* Begin Source passage *

Consider a situation in which the country's government has information on all those who paid personal income tax (PIT) for a recent year, but that many people legally do not file a return because their income is withheld at the source. Employers withhold wage and salary income and forward it to the government along with the tax identification number of each withheld individual. Dividend and other non-employment income are also withheld at the source, but those doing the withholding are not required to submit the tax identification number of each person withheld. This quirk in the tax administration system means that we can piece together a micro sample of those with employment income (including both filers and nonfilers), but we have no micro data on dividend and other income for those who do not file an annual tax return. But we do have an aggregate total of tax collected on dividend income and an aggregate total of tax collected on other income.

Ignoring the missing micro data on dividend and other income leads to a large underestimate of annual PIT revenue by the microsimulation model. This is a missing data problem that needs to be solved in order to get reasonable tax revenue estimates from the data set that combines those who filed an annual return and those who did not file an annual return (but paid taxes through the withholding process). This kind of problem was encountered when developing a PIT model for Albania.

Solution Strategy

A substantial literature has developed over the past several decades on how to impute missing data in sensible ways. The key insight in this literature is that there is no way to know whether the imputed values for missing data are exactly correct, so the goal of the imputation process should be to generate imputed values using sensible assumptions that produce plausible imputed values.

* End Source passage *
* Begin Supplied material *

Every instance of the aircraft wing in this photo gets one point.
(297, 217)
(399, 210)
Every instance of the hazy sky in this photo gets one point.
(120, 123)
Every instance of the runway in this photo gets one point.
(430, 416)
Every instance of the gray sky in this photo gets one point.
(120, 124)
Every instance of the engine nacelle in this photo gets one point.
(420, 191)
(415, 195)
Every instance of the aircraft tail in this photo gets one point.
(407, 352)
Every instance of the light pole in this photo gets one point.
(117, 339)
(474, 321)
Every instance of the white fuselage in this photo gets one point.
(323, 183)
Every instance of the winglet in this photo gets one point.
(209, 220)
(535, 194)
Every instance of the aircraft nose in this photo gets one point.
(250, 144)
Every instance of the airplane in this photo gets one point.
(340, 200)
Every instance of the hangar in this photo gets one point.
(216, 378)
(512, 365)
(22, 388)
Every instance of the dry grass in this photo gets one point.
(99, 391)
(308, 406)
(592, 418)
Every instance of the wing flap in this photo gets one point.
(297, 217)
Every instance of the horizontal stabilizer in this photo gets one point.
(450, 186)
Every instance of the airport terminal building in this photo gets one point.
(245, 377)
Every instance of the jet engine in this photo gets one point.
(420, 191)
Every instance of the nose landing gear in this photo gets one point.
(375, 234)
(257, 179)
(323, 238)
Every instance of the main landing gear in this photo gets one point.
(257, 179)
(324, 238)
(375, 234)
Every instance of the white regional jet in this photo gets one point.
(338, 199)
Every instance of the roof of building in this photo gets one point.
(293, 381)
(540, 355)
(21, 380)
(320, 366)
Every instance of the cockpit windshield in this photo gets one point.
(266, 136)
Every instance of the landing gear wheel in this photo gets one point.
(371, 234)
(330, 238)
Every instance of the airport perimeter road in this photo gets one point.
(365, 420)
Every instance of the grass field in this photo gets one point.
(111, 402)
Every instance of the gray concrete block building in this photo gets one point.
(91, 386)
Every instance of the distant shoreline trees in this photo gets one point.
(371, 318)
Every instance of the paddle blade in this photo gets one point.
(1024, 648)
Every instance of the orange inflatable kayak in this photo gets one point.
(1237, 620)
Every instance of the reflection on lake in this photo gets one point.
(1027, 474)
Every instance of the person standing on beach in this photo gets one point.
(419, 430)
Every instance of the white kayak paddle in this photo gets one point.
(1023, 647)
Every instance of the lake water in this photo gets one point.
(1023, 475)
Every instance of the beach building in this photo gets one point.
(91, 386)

* End Supplied material *

* [What is needed] Print the part of the passage on missing tax data that opens with the words containing "Ignoring the missing" and closes with "model for Albania.". The items are separate from the passage on missing tax data.

* [The completed task]
Ignoring the missing micro data on dividend and other income leads to a large underestimate of annual PIT revenue by the microsimulation model. This is a missing data problem that needs to be solved in order to get reasonable tax revenue estimates from the data set that combines those who filed an annual return and those who did not file an annual return (but paid taxes through the withholding process). This kind of problem was encountered when developing a PIT model for Albania.